=== Begin Enclosure ===

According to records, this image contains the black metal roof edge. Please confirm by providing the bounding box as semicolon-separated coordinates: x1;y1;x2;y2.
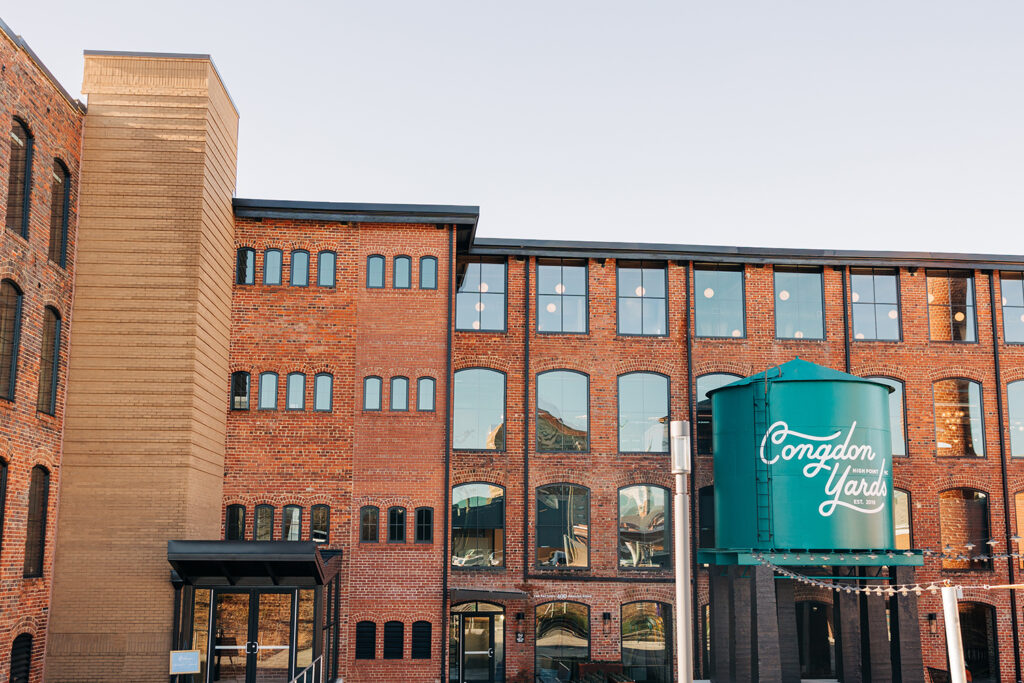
83;49;238;116
470;237;1024;270
233;197;480;225
0;16;86;112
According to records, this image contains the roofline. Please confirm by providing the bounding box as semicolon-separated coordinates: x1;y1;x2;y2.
470;237;1024;271
233;197;480;228
0;16;86;112
83;49;238;116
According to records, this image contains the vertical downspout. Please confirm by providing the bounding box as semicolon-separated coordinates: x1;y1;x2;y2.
988;271;1021;683
441;225;454;683
523;257;531;583
684;261;697;679
840;266;851;373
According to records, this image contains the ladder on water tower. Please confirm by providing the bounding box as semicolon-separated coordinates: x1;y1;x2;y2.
753;390;773;545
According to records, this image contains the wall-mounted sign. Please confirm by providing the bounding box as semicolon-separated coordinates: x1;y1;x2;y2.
169;650;201;675
516;632;525;643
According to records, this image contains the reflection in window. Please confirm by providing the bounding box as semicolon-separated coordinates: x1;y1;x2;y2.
318;251;336;287
621;602;671;683
958;602;999;683
236;248;255;285
311;504;329;543
7;119;32;238
191;589;210;682
536;602;589;679
420;256;438;289
391;376;409;411
934;379;984;457
259;372;277;409
537;371;588;452
1001;273;1024;343
291;250;310;287
619;485;670;569
360;506;379;542
850;268;900;340
394;256;411;289
940;489;991;570
48;160;70;267
618;373;668;453
255;504;274;541
287;372;306;410
537;484;589;567
453;369;505;450
867;376;906;457
774;267;824;339
367;255;385;288
388;506;406;542
0;280;22;401
37;307;60;415
23;466;48;578
314;373;333;411
415;507;433;543
231;371;250;410
927;270;976;342
696;373;740;455
225;504;245;541
456;256;506;331
452;483;504;567
617;261;667;336
263;249;282;285
694;266;744;338
355;621;376;659
1010;382;1024;457
417;377;435;411
283;505;302;541
893;489;911;550
363;376;382;410
537;258;587;333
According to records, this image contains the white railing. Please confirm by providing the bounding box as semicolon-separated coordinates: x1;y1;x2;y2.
289;656;323;683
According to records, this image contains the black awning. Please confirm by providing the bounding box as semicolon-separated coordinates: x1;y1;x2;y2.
168;540;341;587
449;587;528;602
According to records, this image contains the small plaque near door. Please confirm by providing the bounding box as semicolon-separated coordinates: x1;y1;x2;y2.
515;632;524;643
169;650;201;675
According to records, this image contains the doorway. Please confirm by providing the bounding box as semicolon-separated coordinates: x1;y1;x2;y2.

=== End Enclosure ===

Problem:
An unchanged copy of the data, images excluded, is all that should be given.

Exercise output:
According to records, this image contains the black metal roof edge. Please confirm by providing the bounding box as semicolon-separated coordinates: x1;y1;x2;y2.
83;49;238;116
470;237;1024;270
233;197;480;225
0;16;86;112
According to records, this image contains the roofline. Please confirm by providing the bounding box as semicolon-separated coordinates: x1;y1;x2;y2.
470;237;1024;271
233;197;480;228
0;16;86;112
83;49;238;116
According to records, this image contains the vertical downspout. Please confirm by providing the bounding box as semicolon-separated coordinates: x1;y1;x2;y2.
988;271;1021;683
441;225;454;683
523;257;531;583
684;261;697;679
840;266;851;373
According to records, this image contains the ladder on water tower. Please confirm by providing the bounding box as semicolon-separated coordinates: x1;y1;x2;y2.
753;390;773;545
According to records, this image contains the wall-mounted sign. Please confirm by providing the bounding box as semicolon-separated coordinates: x1;y1;x2;y2.
169;650;201;675
516;632;525;643
According to records, this image contains the reflection in window. Please confirm by providing the bounding box as semicolon-separated coordinates: x1;y1;x2;y2.
318;251;336;287
621;602;671;683
958;602;999;683
236;248;255;285
311;504;329;543
7;119;32;238
191;589;210;682
536;602;589;679
420;256;438;289
391;376;409;411
934;379;984;457
259;372;277;409
537;371;588;452
1001;273;1024;343
291;250;310;287
619;485;670;569
360;506;379;542
850;268;900;340
394;256;411;289
940;489;991;570
48;160;70;267
618;373;668;453
255;504;274;541
287;372;306;410
537;484;589;567
453;369;505;450
867;376;906;457
774;267;824;339
367;255;385;288
388;506;406;542
0;280;22;401
37;307;60;415
23;466;48;578
314;373;333;411
415;507;433;543
231;371;250;410
927;270;976;342
696;373;740;455
225;504;245;541
456;256;506;331
452;483;504;567
617;261;667;336
263;249;282;285
694;266;744;338
355;621;376;659
1010;382;1024;457
417;377;435;411
283;505;302;541
893;489;911;550
363;376;382;410
537;258;587;333
According to records, this image contains the white railing. Please confirm by providing the bounding box as semicolon-separated coordinates: x1;y1;x2;y2.
289;656;323;683
According to records, this image contains the black awning. Please confirm by providing the bounding box as semicolon-separated coordinates: x1;y1;x2;y2.
168;540;341;587
449;587;528;602
According to records, this image contains the small plaque near door. Please confirm by providing the bounding box as semicolon-separated coordinates: x1;y1;x2;y2.
515;632;524;643
169;650;201;675
According to records, this image contains the doorway. Please confirm by providing the bounding box as semicolon-separated coordinates: x1;y1;x2;y2.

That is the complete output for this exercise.